--- INSTRUÇÃO 1 ---
Copie sem alterações estas linhas da listagem: comece na linha que contém "I need to find every blue" e pare depois da linha que contém "left=59, top=214, right=540, bottom=258".

O Economista à Paisana é uma coluna quinzenal de Inês Domingos onde a autora explora temas do quotidiano vistos da perspectiva de uma economista

7 COMENTÁRIOS

  • Manuel Gonçalves17 Fev 2015
    1 – Ter um Ministro das Finanças fascinado e a atuar politicamente segundo a teoria dos jogos, não difere muito de colocar um jogador de poker à frente do destino de uma Nação.
    2 – É um risco muito artificial e elevado na atual negociação com as instituições europeias, bem como para todos os futuros desafios políticos, económicos e financeiros do País.
    Não anda longe de uma espécie de economia de casino.
    3 -Pedir prolongamentos e perdões eles sabem, mas isso é a parte fácil da política – valeu 36 anos de poder ao Jardim, com o voto perpétuo dos Madeirenses, que perceberam que ele era um às a cravar.
    A parte difícil e virtuosa da política, que cria condições sustentadas de crescimento económico, exige que se enfrentem interesses internos instalados, façam reformas e equilibrem orçamentos – aí todo o Syriza vale zero, limitando-se a prometer um muito vago combate à evasão fiscal.
    A diferença entre a despesa que já prometeram criar e a receita fiscal potencial máxima ( logo difícil de alcançar ), resultante do combate à evasão, é superior a 4 mil milhões de euros ano – se isto não é demagogia….
    4 – A esquerda no seu habitual labirinto, incapaz de enfrentar a realidade?
    Em Portugal os dois últimos PM socialistas acabaram, um no pântano e outro na bancarrota – sobre este último, recentemente, tomamos conhecimento que na sua vida pessoal e só nos 2/3 últimos anos, praticou os mais absurdos malabarismos financeiros, levando uma vida desmesuradamente excêntrica de fausto e de luxo.
    É esta a probidade de um socialista, preocupado com os mais pobres e tem este indivíduo qualidades pessoais para PM?
    5 – Suspeito que, com outras características, os atuais dirigentes gregos não diferem muito do mesmo desfazamento da realidade.
  • bento guerra17 Fev 2015
    Boa piada .O desenho parece o do “jogo da macaca”,apreciado pelas crianças.O jogo destes gregos,como dizia Passos Coelho.Mas, pergunto,o desvio é feito com pisca-pisca,ou seja, podem desviar-se para o mesmo lado?Alguém acreditaria que os alemães ,agredidos pelas vozes de Atenas,não iam organizar o Clube de 18 por causa de uma rapaziada de conversa fácil?

[Entradas para marcação de caixas delimitadoras]
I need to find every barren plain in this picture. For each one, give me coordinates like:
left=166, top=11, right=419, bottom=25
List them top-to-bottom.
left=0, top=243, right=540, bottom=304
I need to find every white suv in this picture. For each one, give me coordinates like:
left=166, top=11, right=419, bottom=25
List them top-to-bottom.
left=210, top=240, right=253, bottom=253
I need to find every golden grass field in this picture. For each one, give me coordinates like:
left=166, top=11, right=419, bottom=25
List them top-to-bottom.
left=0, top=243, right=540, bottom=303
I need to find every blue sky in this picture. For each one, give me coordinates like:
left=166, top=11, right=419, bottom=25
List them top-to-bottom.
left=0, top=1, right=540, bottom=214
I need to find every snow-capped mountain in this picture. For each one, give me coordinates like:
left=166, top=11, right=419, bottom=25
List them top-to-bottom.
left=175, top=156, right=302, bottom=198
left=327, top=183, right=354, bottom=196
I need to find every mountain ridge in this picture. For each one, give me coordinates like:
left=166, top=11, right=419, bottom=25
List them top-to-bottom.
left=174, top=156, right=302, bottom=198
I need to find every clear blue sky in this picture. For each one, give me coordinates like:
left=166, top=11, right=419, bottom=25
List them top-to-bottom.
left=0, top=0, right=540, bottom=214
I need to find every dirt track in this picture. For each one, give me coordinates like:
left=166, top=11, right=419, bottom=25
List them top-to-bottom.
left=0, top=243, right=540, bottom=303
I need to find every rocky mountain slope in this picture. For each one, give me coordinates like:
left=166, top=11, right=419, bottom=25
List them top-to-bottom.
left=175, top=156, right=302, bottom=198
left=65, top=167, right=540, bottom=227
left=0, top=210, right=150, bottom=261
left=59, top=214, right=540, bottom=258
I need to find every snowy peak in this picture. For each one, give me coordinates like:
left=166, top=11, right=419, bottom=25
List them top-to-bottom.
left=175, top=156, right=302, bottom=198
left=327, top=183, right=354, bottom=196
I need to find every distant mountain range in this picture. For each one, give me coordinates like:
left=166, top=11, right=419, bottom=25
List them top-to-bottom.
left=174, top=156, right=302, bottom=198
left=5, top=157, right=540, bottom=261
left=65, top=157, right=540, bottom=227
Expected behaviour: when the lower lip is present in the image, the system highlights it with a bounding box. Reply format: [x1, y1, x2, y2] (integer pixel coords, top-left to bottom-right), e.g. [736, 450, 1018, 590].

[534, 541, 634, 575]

--- INSTRUÇÃO 2 ---
No texto dado, traduza para inglês a frase "Não anda longe de uma espécie de economia de casino."

--- RESPOSTA CORRETA 1 ---
I need to find every blue sky in this picture. For each one, give me coordinates like:
left=166, top=11, right=419, bottom=25
List them top-to-bottom.
left=0, top=1, right=540, bottom=214
I need to find every snow-capped mountain in this picture. For each one, give me coordinates like:
left=166, top=11, right=419, bottom=25
List them top-to-bottom.
left=175, top=156, right=302, bottom=198
left=327, top=183, right=354, bottom=196
I need to find every mountain ridge in this picture. For each one, give me coordinates like:
left=166, top=11, right=419, bottom=25
List them top-to-bottom.
left=174, top=156, right=302, bottom=198
I need to find every clear blue sky in this picture. For each one, give me coordinates like:
left=166, top=11, right=419, bottom=25
List them top-to-bottom.
left=0, top=0, right=540, bottom=214
I need to find every dirt track in this picture. For each one, give me coordinates like:
left=166, top=11, right=419, bottom=25
List them top-to-bottom.
left=0, top=243, right=540, bottom=303
I need to find every rocky mountain slope in this picture. For each one, give me coordinates like:
left=166, top=11, right=419, bottom=25
List them top-to-bottom.
left=175, top=156, right=302, bottom=198
left=65, top=167, right=540, bottom=227
left=0, top=210, right=150, bottom=261
left=59, top=214, right=540, bottom=258

--- RESPOSTA CORRETA 2 ---
It is not far from a kind of casino economy.